● RECORDS:
>>>>>

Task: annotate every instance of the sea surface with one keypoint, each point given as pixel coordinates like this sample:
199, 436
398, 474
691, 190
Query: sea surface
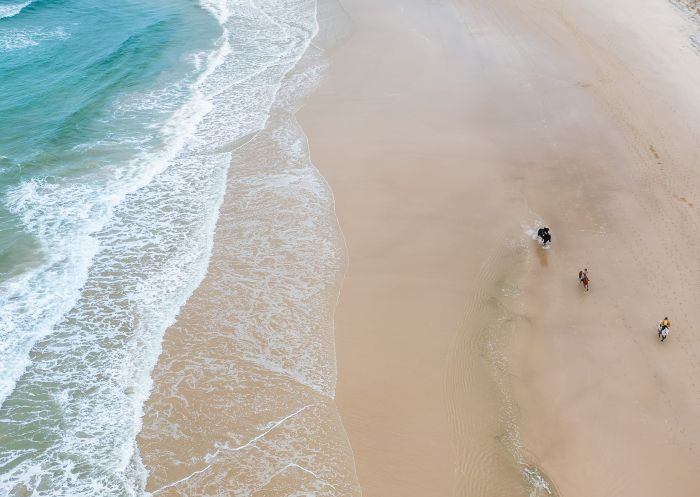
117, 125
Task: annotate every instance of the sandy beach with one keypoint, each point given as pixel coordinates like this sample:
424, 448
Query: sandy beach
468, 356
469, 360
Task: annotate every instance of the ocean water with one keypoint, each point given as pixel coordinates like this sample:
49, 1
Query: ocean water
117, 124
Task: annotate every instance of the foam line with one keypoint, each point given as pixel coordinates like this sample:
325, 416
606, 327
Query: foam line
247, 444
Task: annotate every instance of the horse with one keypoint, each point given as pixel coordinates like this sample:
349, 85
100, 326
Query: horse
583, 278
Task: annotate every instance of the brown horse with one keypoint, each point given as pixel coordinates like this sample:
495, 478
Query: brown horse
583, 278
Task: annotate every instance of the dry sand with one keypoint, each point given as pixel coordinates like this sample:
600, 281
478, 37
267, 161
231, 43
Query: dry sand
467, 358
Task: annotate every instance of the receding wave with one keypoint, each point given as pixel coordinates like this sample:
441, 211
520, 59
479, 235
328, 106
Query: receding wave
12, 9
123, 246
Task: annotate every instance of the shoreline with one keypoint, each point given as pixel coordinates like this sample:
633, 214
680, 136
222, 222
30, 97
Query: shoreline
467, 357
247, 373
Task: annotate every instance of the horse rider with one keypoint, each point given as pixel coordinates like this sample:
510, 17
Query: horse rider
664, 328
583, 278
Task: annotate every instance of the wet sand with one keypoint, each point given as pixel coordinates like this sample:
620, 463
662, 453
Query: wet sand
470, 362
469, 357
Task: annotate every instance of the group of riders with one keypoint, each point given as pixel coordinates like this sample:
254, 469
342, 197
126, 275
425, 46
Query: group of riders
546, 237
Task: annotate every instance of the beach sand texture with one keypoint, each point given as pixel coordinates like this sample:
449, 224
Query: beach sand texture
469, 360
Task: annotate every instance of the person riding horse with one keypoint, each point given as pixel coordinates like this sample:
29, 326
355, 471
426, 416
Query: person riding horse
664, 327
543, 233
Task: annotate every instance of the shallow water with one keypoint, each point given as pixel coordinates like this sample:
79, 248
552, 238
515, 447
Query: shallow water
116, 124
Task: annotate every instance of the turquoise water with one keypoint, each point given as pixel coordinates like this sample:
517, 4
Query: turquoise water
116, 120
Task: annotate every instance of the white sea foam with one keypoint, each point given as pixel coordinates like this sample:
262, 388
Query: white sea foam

<<<<<
>>>>>

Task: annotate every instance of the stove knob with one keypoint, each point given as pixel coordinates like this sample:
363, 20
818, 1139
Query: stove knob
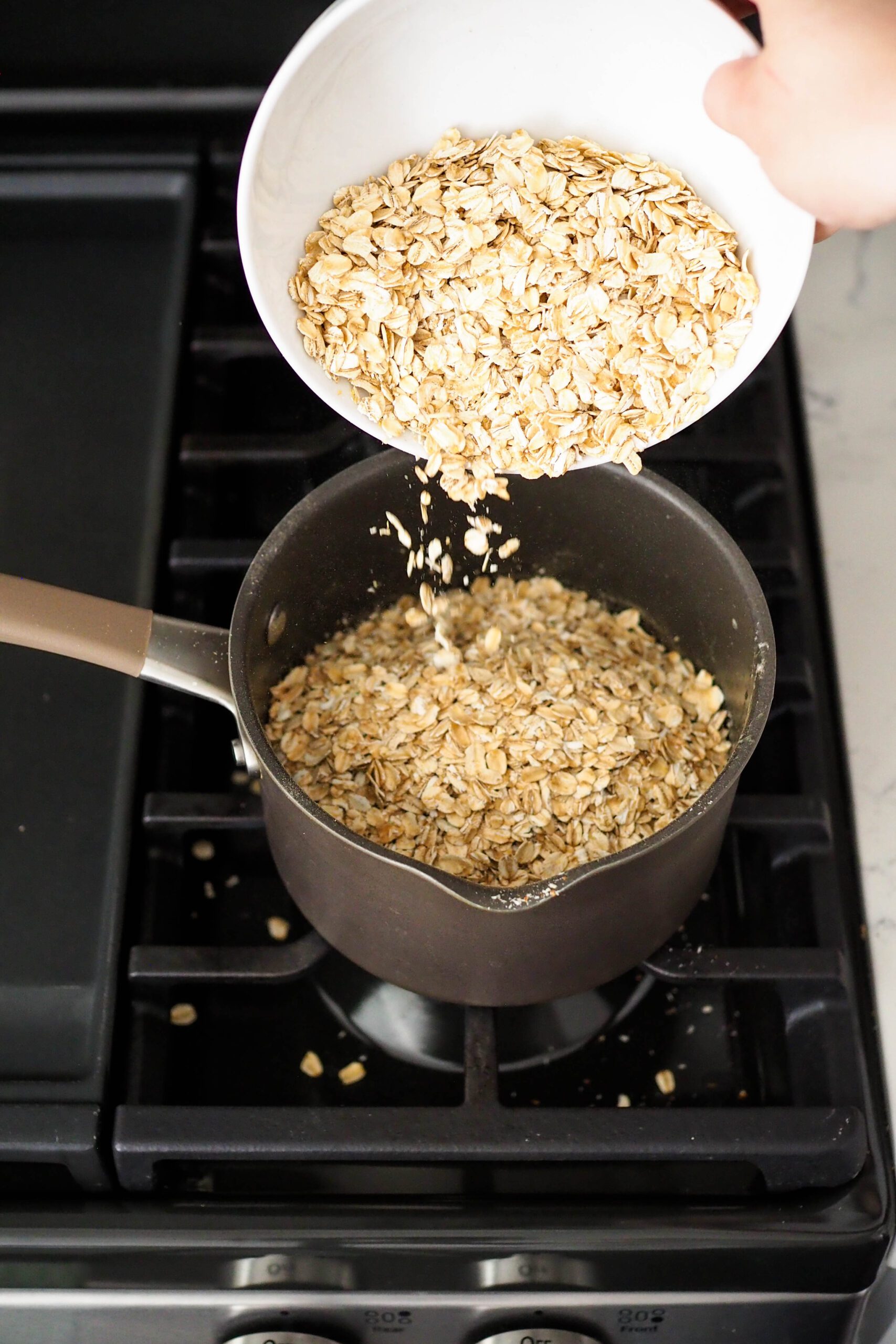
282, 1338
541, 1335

<<<<<

● TASK TO CARRY OUT: Take the listing above and repeat exactly the lines from the one containing "Query: person riding horse" through the one containing "Query: white sea foam", both included.

● COMPLETED EXERCISE:
Query: person riding horse
664, 327
543, 233
Task: annotate every instance of the shallow water with one keypoint, each point given as pixel coordinates like this sample:
79, 248
552, 238
515, 447
Query: shallow water
116, 124
Task: annotate every instance of the turquoise water with one keypoint, each point given as pixel coordinates like this sample:
517, 4
Query: turquoise water
116, 120
Task: annotate every instance of the white sea foam with one keypoint, each point given as pixel coordinates like this sample:
262, 388
Query: white sea foam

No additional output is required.